▶ **Short problem**
Transcribe the passage on business strategy word for word, from "And for a period" up to and including "Better delegation.".

▶ **Page text**
________
Working harder rarely solves structural problems.
In fact, working harder often hides them for a while.

One of the most common patterns I see in business owners is using sheer effort to compensate for problems sitting underneath the surface of the business.

Poor pricing gets covered by longer hours.
Lack of systems gets covered by memory and mental load.
Team gaps get covered by the owner stepping back into delivery work.
Cashflow pressure gets covered by pushing harder for more sales.
And for a period of time, it can appear to work.

Until eventually the business owner becomes the shock absorber for the entire business.

That’s usually the point where business starts feeling relentlessly heavy.

The challenge is that hard-working business owners are often rewarded for this behaviour in the early stages of growth. Their effort is what helped build the business in the first place.

But there comes a point where more effort stops being the solution.

The business needs better structure.
Better systems.
Better delegation.
Better pricing.
Better visibility of the numbers.

This is why I often say we need to zoom out before we can zoom back in.

Because sometimes the problem isn’t that the owner isn’t working hard enough.
It’s that the business structure is no longer supporting the future the business is trying to grow into.

14/07/2026

Business strategy isn’t a one-time thing.

Even the biggest, most successful businesses don’t “set and forget.”
They check in. Reassess. Realign.
At least once a year, ideally 2–3 times.

Why?
Because what worked 6 months ago might not be working now.
Because growth brings change.
Because when we don’t pause to review, we end up running in circles instead of moving forward.

Reviewing your strategy isn’t a luxury.
It’s a necessity, if you want to keep making decisions that feel aligned (and actually get you where you want to go).

So if it’s been a while since you stepped back to look at the big picture…
This is your nudge.

Shoot me an email at [email protected] and book a DIG Session with me today. Let’s get your momentum back.

12/07/2026

When I start talking to business owners about innovation, there’s often a moment where they pause and say, “we don’t really do that here.”
________
▶ **Extracted entries**
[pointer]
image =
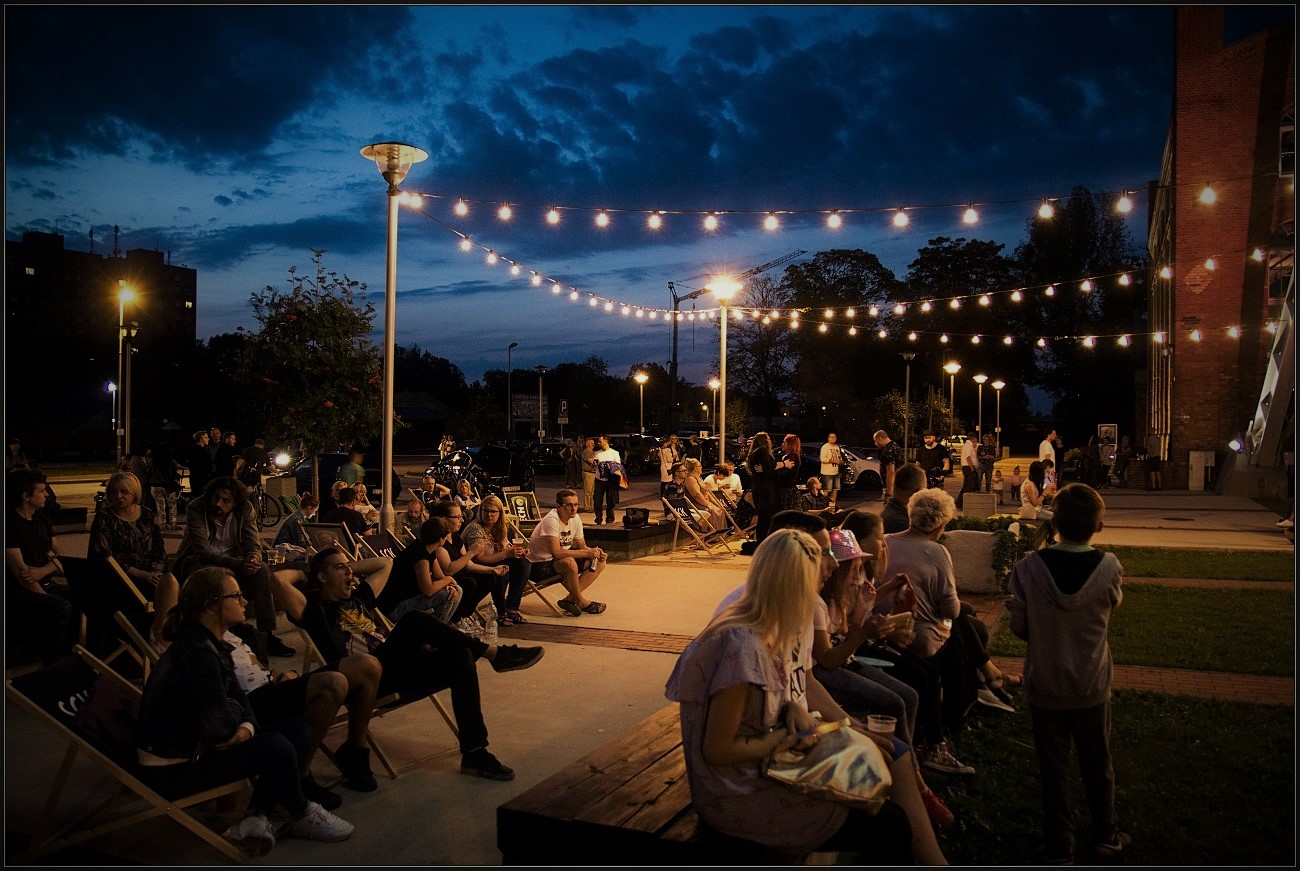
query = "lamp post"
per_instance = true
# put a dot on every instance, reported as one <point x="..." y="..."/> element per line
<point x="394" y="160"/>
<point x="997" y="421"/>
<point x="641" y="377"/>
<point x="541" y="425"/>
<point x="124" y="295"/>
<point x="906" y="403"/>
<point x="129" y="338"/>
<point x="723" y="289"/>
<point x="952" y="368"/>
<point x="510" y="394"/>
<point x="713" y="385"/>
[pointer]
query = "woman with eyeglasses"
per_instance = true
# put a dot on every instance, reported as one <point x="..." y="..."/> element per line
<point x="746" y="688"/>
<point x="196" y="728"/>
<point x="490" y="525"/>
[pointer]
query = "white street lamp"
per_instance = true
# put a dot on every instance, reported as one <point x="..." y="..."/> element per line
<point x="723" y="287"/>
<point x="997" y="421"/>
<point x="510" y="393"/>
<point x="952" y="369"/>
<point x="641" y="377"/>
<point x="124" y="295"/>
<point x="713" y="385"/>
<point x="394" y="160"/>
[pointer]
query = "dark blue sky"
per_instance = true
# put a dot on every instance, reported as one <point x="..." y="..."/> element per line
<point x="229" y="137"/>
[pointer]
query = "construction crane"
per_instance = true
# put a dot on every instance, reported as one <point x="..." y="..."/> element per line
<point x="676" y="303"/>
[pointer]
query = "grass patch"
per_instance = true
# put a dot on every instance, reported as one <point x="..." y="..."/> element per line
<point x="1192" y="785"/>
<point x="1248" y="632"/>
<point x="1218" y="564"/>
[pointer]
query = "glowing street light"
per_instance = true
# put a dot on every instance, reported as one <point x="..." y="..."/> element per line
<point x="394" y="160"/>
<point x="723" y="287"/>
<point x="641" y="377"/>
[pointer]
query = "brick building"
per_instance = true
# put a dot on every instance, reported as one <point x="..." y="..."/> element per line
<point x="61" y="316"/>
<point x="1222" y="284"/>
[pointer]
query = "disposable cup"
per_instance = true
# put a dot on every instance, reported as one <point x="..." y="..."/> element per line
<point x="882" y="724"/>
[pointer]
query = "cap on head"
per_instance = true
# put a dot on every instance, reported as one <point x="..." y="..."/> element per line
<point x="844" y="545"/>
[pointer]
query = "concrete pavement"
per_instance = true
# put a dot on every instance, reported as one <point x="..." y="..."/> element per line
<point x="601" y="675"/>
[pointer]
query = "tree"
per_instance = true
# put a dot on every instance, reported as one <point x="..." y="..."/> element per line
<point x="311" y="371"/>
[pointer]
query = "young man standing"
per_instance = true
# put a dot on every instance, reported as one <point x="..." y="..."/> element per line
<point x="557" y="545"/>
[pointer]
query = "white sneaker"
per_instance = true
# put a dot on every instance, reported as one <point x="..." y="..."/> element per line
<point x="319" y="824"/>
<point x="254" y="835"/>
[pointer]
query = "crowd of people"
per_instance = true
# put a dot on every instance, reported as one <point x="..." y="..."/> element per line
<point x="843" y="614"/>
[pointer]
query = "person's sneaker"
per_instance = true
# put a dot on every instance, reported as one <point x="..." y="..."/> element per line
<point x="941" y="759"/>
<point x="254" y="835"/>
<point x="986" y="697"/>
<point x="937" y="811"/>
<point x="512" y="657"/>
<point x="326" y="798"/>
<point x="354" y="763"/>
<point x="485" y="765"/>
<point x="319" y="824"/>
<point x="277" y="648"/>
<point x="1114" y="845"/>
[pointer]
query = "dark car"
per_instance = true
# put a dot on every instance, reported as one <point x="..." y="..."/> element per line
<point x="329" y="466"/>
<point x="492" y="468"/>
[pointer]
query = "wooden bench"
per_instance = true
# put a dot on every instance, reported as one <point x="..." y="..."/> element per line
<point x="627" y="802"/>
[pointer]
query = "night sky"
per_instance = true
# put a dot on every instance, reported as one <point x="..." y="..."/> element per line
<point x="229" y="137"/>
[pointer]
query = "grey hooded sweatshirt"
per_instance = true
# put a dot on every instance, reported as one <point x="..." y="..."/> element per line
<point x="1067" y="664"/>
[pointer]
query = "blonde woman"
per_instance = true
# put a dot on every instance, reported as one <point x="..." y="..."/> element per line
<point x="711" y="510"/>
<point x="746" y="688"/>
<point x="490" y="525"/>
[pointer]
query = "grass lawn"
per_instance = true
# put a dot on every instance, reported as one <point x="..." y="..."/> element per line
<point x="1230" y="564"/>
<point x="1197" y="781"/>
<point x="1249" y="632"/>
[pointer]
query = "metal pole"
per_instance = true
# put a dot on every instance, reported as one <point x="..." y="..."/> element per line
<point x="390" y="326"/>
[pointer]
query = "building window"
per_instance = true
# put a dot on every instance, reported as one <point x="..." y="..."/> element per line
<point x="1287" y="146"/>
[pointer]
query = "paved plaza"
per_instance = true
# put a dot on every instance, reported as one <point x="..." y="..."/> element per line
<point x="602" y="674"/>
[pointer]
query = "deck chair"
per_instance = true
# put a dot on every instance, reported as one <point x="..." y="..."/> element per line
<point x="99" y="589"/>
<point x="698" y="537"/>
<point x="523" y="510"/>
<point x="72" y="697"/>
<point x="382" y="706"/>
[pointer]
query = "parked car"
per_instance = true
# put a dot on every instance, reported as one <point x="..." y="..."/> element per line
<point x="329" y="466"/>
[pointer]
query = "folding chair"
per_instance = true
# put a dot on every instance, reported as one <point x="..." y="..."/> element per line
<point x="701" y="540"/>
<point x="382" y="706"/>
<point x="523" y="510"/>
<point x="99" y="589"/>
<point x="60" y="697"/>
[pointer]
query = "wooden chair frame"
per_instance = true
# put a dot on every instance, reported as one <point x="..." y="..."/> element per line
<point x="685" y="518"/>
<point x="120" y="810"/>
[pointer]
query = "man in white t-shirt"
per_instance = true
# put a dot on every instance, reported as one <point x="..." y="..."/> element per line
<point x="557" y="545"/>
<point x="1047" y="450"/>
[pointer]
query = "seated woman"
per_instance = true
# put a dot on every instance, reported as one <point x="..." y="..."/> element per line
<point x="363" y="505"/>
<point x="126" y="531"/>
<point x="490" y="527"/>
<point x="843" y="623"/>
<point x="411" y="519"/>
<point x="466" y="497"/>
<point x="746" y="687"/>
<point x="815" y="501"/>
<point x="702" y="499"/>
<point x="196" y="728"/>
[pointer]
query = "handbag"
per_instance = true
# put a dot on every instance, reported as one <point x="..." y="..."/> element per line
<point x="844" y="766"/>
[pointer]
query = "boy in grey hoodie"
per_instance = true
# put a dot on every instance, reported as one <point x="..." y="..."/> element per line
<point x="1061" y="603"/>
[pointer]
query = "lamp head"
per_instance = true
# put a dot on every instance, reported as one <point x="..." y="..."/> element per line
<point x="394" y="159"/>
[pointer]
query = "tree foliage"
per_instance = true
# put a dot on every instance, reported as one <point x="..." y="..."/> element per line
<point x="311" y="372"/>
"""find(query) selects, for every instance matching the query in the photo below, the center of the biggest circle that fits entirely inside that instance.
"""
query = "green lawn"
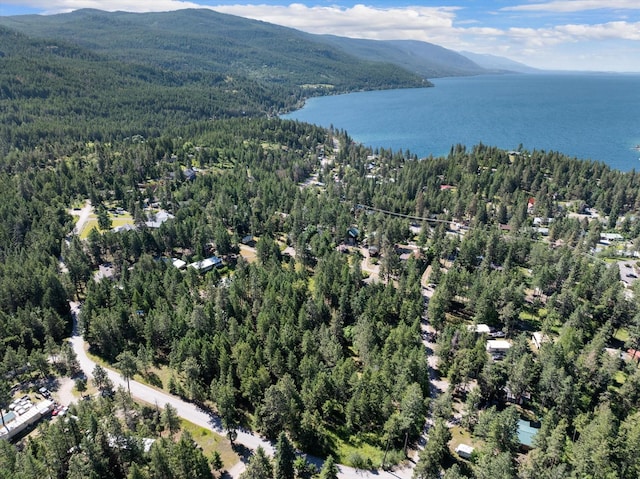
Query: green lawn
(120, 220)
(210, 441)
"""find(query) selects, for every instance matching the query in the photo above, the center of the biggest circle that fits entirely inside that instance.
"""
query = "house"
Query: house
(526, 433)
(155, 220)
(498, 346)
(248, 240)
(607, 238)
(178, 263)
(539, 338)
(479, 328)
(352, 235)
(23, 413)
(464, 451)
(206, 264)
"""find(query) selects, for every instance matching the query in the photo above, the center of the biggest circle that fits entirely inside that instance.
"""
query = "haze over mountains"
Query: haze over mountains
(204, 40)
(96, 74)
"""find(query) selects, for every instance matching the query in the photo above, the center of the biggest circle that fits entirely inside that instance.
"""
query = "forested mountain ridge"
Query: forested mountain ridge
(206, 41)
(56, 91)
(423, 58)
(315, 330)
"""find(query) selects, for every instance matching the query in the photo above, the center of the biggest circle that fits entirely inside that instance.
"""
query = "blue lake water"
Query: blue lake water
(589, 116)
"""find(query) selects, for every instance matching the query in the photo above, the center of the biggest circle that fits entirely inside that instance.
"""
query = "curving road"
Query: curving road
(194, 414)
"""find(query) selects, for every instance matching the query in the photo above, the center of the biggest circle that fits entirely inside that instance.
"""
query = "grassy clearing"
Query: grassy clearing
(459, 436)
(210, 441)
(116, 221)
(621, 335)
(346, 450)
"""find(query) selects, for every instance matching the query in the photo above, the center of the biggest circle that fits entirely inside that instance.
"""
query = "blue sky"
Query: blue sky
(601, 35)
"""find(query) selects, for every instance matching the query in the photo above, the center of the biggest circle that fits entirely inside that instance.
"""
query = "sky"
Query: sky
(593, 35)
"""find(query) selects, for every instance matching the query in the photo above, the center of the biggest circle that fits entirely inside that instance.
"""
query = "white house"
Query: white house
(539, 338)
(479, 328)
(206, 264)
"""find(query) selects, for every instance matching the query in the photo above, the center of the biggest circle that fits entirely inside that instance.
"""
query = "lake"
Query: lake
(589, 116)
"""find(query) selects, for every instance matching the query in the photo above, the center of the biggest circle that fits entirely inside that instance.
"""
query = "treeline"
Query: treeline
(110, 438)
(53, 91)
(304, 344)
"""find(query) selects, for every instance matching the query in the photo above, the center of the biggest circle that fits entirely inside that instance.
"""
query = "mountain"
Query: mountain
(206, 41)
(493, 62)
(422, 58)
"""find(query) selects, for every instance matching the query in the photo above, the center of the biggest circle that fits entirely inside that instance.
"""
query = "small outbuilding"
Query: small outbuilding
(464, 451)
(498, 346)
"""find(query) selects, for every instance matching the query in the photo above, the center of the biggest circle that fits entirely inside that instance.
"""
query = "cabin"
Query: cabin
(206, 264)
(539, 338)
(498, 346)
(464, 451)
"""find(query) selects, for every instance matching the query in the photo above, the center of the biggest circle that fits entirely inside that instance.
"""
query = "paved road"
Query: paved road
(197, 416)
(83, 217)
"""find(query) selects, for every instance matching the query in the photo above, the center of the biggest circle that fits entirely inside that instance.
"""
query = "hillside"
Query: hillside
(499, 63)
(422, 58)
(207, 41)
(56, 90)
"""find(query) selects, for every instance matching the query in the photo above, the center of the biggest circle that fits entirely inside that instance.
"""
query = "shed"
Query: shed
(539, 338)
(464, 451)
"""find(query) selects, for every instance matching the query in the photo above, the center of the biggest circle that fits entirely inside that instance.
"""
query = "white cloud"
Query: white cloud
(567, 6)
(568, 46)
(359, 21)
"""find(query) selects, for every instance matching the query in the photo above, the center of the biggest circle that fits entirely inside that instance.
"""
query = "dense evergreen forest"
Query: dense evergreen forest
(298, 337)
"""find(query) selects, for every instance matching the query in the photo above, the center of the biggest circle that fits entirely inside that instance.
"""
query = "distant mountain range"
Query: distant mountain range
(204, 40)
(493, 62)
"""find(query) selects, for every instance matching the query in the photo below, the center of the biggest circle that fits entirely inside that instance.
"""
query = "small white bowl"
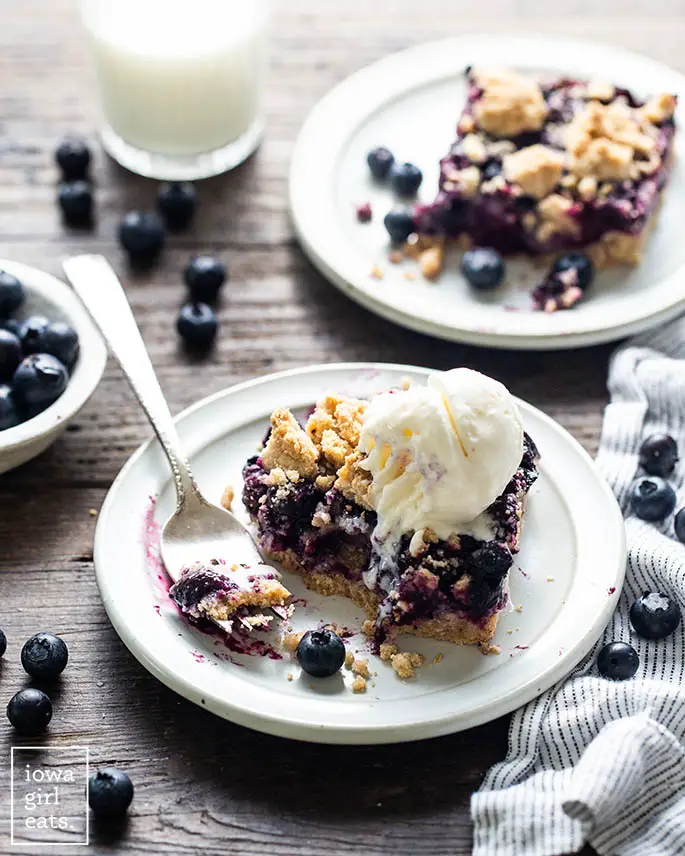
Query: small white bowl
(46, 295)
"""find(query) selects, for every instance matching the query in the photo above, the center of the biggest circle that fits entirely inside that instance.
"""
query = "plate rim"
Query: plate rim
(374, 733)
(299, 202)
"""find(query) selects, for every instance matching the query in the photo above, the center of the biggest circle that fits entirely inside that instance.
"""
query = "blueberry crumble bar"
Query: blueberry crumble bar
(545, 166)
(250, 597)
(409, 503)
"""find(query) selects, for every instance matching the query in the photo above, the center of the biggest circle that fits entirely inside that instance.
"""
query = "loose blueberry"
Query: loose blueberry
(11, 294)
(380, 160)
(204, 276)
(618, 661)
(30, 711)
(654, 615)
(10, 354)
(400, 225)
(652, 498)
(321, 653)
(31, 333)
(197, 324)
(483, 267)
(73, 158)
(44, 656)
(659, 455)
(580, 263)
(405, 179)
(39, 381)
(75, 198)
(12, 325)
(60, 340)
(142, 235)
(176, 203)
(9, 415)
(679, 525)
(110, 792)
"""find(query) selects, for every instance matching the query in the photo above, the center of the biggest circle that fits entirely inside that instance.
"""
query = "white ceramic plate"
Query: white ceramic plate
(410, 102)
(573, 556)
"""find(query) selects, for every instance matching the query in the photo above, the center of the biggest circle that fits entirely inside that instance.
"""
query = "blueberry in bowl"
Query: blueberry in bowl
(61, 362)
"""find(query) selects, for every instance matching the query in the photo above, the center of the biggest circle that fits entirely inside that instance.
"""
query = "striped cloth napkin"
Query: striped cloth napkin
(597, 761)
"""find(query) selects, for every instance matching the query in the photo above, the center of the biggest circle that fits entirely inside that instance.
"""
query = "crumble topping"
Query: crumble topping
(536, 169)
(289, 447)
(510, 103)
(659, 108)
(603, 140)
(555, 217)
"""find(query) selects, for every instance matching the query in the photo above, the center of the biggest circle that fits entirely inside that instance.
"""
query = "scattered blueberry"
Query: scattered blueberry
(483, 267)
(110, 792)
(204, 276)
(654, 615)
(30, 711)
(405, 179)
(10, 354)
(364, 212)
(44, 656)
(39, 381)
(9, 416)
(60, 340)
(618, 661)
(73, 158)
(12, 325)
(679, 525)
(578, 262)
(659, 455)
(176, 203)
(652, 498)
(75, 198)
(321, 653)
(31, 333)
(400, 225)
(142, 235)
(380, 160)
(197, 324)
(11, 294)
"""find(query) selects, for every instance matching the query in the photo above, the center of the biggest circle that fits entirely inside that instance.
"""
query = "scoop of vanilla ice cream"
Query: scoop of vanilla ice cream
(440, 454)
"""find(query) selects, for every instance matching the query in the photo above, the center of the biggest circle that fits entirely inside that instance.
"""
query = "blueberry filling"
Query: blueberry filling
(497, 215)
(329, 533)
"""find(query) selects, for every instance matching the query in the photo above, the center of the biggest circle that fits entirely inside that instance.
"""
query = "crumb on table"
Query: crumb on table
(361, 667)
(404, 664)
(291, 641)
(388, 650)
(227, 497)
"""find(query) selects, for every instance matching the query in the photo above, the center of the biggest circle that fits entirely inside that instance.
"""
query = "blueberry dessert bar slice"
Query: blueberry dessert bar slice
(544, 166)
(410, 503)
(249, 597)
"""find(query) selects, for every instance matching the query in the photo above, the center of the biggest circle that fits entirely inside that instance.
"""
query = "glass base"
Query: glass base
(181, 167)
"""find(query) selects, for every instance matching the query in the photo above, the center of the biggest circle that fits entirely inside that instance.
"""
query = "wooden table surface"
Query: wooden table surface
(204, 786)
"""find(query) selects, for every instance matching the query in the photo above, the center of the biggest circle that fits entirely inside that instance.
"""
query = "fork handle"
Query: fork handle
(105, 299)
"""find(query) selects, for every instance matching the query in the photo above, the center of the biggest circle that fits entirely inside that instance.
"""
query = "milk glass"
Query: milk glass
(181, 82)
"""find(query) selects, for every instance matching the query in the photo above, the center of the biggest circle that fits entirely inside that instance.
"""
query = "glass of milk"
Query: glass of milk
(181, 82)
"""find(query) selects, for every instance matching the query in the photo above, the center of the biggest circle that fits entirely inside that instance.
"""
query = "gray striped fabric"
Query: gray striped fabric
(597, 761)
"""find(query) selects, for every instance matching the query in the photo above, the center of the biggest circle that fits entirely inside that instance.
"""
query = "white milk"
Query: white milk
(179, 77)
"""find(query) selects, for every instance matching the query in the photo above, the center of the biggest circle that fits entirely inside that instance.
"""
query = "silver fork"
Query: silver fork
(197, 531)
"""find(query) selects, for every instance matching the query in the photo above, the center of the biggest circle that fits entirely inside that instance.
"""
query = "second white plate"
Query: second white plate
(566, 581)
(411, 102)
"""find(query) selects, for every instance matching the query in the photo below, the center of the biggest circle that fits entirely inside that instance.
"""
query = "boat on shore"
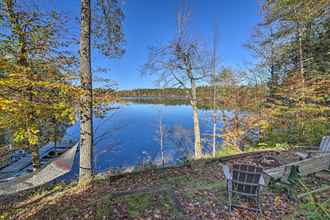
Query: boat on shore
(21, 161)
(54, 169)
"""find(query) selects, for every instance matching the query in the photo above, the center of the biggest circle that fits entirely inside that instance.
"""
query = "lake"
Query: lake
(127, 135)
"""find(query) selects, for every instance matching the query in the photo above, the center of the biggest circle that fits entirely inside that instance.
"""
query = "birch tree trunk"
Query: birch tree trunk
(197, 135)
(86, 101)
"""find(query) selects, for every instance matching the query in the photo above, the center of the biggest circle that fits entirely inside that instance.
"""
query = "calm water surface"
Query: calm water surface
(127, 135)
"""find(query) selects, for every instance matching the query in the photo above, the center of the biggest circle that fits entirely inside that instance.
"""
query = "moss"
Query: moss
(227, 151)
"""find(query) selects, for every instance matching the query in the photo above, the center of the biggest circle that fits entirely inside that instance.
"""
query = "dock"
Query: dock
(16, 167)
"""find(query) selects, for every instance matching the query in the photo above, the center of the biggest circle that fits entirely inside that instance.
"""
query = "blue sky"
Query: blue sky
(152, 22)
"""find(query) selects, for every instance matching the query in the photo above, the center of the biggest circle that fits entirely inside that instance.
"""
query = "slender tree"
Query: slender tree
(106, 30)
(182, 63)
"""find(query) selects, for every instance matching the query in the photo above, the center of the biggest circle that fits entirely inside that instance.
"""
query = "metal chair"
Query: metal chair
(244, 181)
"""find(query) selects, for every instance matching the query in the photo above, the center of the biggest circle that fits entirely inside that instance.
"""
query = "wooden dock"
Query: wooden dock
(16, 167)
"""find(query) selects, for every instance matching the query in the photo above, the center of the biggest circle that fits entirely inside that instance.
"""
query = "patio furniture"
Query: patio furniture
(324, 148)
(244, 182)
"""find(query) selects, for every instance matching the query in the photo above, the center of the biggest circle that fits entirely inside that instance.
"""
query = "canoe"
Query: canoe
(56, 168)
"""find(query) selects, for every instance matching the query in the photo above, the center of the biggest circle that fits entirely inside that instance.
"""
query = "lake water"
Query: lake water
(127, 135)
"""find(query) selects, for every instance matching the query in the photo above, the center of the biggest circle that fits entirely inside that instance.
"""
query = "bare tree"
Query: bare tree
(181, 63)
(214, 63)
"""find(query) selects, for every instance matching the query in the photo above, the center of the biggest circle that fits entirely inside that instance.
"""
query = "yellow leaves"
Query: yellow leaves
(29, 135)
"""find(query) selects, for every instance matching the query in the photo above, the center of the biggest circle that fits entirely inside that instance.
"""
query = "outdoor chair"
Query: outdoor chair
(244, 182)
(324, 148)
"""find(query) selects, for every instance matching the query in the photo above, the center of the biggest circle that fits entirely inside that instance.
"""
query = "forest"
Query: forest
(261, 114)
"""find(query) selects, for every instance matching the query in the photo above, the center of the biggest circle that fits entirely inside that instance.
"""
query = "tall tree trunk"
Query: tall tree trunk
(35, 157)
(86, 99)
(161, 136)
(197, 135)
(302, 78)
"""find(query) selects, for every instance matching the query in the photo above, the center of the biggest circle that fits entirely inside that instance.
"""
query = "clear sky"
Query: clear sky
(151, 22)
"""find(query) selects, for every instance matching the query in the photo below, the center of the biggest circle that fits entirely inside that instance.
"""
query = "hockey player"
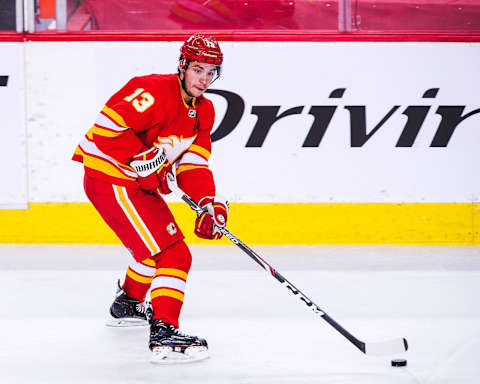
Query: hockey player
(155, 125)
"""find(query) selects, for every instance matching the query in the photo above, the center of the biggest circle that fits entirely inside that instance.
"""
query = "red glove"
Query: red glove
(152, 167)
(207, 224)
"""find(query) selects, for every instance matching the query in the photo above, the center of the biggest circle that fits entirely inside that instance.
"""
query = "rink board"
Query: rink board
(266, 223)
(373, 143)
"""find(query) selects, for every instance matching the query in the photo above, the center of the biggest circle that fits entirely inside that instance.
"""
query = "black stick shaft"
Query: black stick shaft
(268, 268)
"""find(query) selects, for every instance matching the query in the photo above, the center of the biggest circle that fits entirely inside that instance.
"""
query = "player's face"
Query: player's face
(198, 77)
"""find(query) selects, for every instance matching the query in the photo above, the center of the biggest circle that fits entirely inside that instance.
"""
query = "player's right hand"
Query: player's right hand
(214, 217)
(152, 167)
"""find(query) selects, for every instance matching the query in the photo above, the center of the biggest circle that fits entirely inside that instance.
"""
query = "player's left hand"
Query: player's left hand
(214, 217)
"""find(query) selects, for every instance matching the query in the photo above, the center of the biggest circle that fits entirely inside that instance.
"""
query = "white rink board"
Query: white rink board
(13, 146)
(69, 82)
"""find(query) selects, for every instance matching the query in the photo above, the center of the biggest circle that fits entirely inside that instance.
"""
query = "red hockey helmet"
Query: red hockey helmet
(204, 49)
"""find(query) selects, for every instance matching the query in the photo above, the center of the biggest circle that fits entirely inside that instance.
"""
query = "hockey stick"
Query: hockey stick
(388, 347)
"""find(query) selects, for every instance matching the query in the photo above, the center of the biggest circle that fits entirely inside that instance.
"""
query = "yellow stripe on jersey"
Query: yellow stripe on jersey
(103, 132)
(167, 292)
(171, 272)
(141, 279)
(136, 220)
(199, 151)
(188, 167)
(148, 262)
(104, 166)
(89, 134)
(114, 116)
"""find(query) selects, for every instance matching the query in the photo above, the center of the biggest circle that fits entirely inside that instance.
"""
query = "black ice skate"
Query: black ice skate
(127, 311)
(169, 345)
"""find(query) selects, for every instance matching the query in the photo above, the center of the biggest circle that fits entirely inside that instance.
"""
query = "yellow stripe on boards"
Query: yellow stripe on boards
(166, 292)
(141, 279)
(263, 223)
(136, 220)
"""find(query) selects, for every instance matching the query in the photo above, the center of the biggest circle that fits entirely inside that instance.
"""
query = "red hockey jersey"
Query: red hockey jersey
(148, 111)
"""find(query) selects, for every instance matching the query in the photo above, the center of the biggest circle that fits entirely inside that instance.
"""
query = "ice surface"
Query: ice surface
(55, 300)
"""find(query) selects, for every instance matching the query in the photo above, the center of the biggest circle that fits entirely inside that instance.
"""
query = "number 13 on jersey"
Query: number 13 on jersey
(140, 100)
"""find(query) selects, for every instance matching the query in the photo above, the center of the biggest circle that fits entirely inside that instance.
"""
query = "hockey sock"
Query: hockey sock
________
▶ **Exercise result**
And for a period of time, it can appear to work.

Until eventually the business owner becomes the shock absorber for the entire business.

That’s usually the point where business starts feeling relentlessly heavy.

The challenge is that hard-working business owners are often rewarded for this behaviour in the early stages of growth. Their effort is what helped build the business in the first place.

But there comes a point where more effort stops being the solution.

The business needs better structure.
Better systems.
Better delegation.